DOCUMENT PASSAGE
-----
Storage costs are continually on the rise
IT organizations create multiple, redundant copies of test data, resulting in inefficient use of storage. To meet concurrent demands within the confines of storage capacity, operations teams must coordinate test data availability across multiple teams, applications, and release versions. As a result, development teams often contend for limited, shared environments, resulting in the serialization of critical application projects.
Common Types of Test Data
No single technology exists that fulfills all TDM requirements. Rather, teams must build an integrated solution that provides all the data types required to meet a diverse set of testing needs. Once test data requirements have been identified, a successful TDM approach should aim to provide the appropriate types of test data, weighing the pros and cons of each.
Production data provides the most complete test coverage, but it usually comes at the expense of agility and storage costs. For some applications, it can also mean exposing sensitive data.
Subsets of production data are significantly more agile than full copies. They can provide some savings on hardware, CPU, and licensing costs, but it can be difficult to achieve sufficient test coverage.
Masked production data (either full sets or subsets) makes it possible for development teams to use real data without introducing unsafe levels of risk. However, masking processes can elongate environment provisioning. Also, masking requires staging environments with additional storage and staff to ensure referential integrity after data is transformed.
Synthetic data circumvents security issues, but the space savings are limited. While synthetic data might be required to test new features, this is only a relatively small percentage of test cases. If performed manually, creating test data is also prone to human error and requires an in-depth understanding of data relationships both within the database schema or file system, as well as those implicit in the data itself.
Best Practices for Test Data Management: How to Effectively Prepare Your Test Data
A comprehensive approach should seek to improve TDM in each of the following areas:
- Data delivery: reducing the time to deliver test data to a developer or tester
- Data quality: meeting requirements for high-fidelity test data
- Data security: minimizing security risks without compromising speed
- Infrastructure costs: lowering the costs of storing and archiving test data. The following sections highlight the top evaluative criteria for a TDM approach.
Creating a copy of production data for development or testing is often a time-consuming, labor-intensive process that usually lags demand. Organizations must build a solution that streamlines this process and creates a path towards fast, repeatable data delivery. Specifically, application team leaders should look for solutions that feature:
- Automation: Modern software toolsets already include technologies to automate build processes, infrastructure delivery, and testing, among other DevOps capabilities. However, organizations often lack equivalent tools for delivering copies of test data with the same level of automation. A streamlined TDM approach eliminates manual processes—such as target database initialization, configuration steps, and validation checks—providing a low touch approach to standing up new data environments.
- Toolset integration: An efficient TDM approach should unite a heterogeneous set of technologies, including masking, subsetting, and synthetic data creation. This requires both compatibility across test data tools and exposed APIs (or other clear integration mechanisms to DevOps tools) to enable a factory-like approach to TDM.
-----
MATERIAL SUPPLIED
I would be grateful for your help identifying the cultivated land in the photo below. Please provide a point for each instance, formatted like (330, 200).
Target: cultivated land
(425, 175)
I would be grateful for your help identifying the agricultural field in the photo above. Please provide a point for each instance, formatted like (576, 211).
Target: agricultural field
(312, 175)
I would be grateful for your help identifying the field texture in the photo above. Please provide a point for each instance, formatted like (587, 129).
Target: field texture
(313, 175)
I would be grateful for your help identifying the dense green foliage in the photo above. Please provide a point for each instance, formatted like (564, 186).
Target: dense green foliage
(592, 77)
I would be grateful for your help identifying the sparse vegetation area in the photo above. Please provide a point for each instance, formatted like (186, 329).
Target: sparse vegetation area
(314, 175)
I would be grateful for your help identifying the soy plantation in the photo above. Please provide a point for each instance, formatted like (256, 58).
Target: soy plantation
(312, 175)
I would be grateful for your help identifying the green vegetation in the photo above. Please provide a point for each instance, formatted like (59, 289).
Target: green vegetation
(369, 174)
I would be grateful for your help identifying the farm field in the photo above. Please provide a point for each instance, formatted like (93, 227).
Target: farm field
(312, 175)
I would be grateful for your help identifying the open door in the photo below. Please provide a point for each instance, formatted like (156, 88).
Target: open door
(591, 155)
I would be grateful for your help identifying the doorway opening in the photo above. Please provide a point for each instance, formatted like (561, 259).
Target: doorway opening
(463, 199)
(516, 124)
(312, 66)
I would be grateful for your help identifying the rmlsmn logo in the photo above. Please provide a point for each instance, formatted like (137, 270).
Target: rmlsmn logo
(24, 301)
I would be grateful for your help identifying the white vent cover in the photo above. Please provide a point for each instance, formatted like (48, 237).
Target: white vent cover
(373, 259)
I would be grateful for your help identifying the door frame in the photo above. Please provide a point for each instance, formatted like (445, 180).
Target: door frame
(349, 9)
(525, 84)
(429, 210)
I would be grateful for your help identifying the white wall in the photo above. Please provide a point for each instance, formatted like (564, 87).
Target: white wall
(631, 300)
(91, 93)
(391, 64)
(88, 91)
-----
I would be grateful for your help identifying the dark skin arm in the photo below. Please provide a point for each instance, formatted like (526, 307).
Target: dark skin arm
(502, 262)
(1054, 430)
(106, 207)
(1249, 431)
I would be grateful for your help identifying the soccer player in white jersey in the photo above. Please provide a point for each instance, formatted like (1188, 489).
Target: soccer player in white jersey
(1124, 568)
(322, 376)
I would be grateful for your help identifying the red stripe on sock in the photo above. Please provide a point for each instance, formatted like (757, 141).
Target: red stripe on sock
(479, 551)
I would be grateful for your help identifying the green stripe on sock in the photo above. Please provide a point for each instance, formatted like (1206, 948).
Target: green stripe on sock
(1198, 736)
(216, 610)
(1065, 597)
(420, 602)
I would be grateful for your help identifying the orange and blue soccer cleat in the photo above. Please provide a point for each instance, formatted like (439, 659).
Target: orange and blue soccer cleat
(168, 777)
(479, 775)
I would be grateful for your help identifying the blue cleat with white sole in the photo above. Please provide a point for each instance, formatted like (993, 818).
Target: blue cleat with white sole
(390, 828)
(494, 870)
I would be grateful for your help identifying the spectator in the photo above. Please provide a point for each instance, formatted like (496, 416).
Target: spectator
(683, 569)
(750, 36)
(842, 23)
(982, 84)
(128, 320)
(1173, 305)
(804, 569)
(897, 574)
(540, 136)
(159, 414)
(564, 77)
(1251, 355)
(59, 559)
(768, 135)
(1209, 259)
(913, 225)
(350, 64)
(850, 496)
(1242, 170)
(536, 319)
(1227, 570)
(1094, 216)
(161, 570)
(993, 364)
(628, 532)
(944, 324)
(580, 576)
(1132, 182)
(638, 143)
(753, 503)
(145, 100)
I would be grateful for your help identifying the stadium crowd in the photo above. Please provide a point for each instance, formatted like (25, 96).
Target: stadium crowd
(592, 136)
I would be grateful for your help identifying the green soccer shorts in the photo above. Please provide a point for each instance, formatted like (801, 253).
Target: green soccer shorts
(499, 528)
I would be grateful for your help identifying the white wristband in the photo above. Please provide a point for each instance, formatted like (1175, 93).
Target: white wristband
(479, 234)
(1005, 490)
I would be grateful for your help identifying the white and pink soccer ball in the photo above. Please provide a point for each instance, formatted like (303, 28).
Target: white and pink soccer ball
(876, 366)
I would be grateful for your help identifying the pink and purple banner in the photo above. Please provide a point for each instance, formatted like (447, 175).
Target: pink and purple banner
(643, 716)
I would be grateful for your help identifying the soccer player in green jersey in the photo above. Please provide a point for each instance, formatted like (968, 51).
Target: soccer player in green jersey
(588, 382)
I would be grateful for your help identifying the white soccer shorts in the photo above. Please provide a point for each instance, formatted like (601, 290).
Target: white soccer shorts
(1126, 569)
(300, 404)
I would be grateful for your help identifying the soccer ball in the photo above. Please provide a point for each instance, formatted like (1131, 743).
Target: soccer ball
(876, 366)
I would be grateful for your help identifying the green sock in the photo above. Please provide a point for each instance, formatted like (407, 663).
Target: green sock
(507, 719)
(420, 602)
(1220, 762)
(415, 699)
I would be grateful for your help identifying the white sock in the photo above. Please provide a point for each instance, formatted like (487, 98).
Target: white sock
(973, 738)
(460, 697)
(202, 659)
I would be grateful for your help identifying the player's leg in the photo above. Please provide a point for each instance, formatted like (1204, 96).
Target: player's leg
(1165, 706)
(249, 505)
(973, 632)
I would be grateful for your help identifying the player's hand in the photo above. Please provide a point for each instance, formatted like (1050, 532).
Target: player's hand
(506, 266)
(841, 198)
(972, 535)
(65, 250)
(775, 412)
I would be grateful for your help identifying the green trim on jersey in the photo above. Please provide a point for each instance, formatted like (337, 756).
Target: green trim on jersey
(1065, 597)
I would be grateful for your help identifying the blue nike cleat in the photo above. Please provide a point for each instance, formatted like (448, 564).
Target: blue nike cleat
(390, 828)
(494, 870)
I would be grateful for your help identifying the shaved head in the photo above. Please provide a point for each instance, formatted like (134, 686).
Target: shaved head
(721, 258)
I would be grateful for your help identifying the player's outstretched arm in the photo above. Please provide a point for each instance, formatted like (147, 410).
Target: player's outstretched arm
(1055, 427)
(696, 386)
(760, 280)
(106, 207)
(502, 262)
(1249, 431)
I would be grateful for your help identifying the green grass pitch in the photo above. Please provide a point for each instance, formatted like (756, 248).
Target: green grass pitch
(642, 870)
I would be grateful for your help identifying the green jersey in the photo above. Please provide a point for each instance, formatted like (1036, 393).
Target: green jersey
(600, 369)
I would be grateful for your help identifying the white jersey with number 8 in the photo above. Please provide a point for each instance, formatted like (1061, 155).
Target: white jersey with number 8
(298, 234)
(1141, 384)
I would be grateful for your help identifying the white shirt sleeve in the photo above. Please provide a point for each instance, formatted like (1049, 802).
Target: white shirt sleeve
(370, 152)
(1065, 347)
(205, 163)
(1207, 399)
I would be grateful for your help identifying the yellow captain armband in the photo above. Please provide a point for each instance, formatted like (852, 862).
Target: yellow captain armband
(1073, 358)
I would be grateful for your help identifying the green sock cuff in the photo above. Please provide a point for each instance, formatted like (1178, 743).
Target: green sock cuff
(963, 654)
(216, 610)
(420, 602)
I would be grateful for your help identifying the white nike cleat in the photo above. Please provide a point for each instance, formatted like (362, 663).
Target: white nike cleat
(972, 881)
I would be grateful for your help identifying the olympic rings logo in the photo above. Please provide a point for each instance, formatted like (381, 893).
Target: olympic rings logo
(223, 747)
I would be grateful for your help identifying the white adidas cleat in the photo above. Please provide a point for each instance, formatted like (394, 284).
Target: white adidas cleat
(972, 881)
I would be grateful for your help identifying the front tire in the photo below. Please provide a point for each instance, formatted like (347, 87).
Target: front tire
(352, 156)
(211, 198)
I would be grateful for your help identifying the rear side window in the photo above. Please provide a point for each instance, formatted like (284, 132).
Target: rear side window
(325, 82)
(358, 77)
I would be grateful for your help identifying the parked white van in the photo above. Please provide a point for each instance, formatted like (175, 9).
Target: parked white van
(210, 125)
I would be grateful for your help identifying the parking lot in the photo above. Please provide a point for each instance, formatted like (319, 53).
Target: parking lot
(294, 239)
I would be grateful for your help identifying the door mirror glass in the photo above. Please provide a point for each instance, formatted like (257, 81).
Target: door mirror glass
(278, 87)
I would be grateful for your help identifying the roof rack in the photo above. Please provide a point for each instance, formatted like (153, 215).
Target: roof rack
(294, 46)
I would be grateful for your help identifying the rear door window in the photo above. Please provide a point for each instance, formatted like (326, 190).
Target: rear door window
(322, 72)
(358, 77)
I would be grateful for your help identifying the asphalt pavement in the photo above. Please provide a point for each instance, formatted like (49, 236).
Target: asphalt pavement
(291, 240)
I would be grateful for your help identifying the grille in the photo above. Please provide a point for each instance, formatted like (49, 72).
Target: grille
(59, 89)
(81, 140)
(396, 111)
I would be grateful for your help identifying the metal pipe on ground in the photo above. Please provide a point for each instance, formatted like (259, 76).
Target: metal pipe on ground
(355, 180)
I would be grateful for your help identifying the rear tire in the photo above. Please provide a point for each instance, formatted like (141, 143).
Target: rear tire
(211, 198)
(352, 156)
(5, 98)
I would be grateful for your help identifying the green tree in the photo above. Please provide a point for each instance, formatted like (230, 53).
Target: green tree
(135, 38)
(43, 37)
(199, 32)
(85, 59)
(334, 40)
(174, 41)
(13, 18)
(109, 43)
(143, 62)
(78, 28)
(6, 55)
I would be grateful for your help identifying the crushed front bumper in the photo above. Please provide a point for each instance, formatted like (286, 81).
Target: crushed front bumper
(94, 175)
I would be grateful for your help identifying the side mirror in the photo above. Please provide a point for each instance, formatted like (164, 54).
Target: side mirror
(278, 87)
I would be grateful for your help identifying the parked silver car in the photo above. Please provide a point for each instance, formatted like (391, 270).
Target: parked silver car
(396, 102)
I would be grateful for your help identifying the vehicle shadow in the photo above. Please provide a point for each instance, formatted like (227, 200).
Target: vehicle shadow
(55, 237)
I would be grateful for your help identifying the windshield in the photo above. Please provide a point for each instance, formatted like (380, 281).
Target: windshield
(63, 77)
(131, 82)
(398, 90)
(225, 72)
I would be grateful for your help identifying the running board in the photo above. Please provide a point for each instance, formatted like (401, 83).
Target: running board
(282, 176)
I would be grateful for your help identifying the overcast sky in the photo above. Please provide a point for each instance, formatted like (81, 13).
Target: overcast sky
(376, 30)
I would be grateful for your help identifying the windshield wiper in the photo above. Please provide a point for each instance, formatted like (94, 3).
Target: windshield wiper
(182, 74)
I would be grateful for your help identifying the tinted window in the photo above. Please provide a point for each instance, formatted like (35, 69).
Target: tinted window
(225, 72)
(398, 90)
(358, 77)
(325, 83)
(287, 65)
-----
REQUIRED ACTIONS
A: In the test data management passage, what do masking processes require to ensure referential integrity after data is transformed?
B: Write out the test data management passage starting with "Best Practices for" and going on through "a TDM approach.".
C: Extend the test data management text past its final sentence.

THE RESPONSES
A: Staging environments with additional storage and staff.

B:
Best Practices for Test Data Management: How to Effectively Prepare Your Test Data
A comprehensive approach should seek to improve TDM in each of the following areas:
- Data delivery: reducing the time to deliver test data to a developer or tester
- Data quality: meeting requirements for high-fidelity test data
- Data security: minimizing security risks without compromising speed
- Infrastructure costs: lowering the costs of storing and archiving test data. The following sections highlight the top evaluative criteria for a TDM approach.

C:
- Self-service: Instead of relying on IT ticketing systems, an advanced TDM approach puts sufficient levels of automation in place that enable end users to provision test data via self service. Self-service capabilities should extend not just to data delivery, but also to control over test data versioning. For example, developers or testers should be able to bookmark and reset, archive, or share copies of test data without involving operations teams.
Operations teams go through great efforts to make the right types of test data—such as masked production data or synthetic datasets—available to software development teams. As TDM teams balance requirements for different types of test data, they must also ensure data quality is preserved across three key dimensions:
- Data age: Due to the time and effort required to prepare test data, operations teams are often unable to meet a number of ticket requests. As a result, data often becomes stale in non-production, which can impact the quality of testing and result in costly, late-stage errors. A TDM approach should aim to reduce the time it takes to refresh an environment, making the latest test data more accessible.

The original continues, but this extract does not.